╭─ Provided data

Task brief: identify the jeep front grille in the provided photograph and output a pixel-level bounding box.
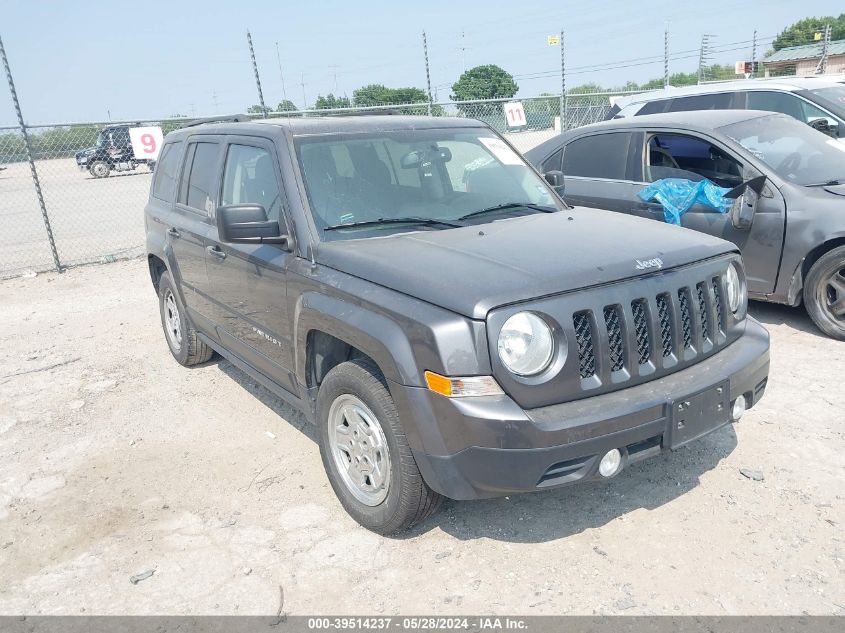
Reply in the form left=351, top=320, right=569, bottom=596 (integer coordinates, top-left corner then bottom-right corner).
left=572, top=273, right=727, bottom=382
left=631, top=299, right=650, bottom=366
left=603, top=306, right=625, bottom=372
left=573, top=311, right=595, bottom=379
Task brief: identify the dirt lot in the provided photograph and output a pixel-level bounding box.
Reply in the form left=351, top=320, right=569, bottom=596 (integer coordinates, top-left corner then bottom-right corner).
left=0, top=259, right=843, bottom=615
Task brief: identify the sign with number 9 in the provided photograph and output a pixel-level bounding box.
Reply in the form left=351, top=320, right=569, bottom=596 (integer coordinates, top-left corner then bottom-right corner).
left=129, top=126, right=164, bottom=161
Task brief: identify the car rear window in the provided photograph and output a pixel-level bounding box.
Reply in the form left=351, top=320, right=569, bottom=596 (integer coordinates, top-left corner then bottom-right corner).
left=152, top=141, right=182, bottom=201
left=562, top=132, right=632, bottom=180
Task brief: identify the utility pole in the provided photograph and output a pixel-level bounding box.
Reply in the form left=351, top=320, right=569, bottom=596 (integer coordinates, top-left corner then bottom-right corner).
left=698, top=34, right=713, bottom=84
left=246, top=30, right=267, bottom=118
left=422, top=30, right=433, bottom=116
left=751, top=30, right=757, bottom=78
left=664, top=25, right=670, bottom=88
left=275, top=42, right=288, bottom=104
left=300, top=73, right=307, bottom=109
left=560, top=30, right=566, bottom=132
left=0, top=32, right=61, bottom=273
left=816, top=24, right=831, bottom=75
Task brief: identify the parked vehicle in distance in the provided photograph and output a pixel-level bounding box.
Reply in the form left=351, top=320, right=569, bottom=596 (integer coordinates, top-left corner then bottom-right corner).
left=526, top=109, right=845, bottom=339
left=607, top=77, right=845, bottom=141
left=75, top=124, right=156, bottom=178
left=145, top=115, right=769, bottom=533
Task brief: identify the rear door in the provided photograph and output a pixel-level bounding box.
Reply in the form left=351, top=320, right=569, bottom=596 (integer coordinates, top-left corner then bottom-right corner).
left=166, top=137, right=222, bottom=324
left=206, top=136, right=298, bottom=394
left=559, top=131, right=644, bottom=213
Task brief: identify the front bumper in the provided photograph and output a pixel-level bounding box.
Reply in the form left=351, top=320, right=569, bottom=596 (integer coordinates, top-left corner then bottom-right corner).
left=393, top=318, right=769, bottom=500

╰─

• What is being asked: Exactly restate the lines from the beginning of the data through the line with "Task brief: identify the dirt", and no others, keeping pictures out.

• Your response:
Task brief: identify the jeep front grille in the provided photograph and output a pixel-level bounding box.
Reply in the form left=351, top=320, right=569, bottom=596 (integer coordinates, top-left corner then bottom-right corner).
left=572, top=273, right=727, bottom=382
left=631, top=299, right=650, bottom=366
left=603, top=306, right=625, bottom=372
left=573, top=311, right=595, bottom=379
Task brief: identify the dirt lot in the provided photograph and output a pixel-level bounding box.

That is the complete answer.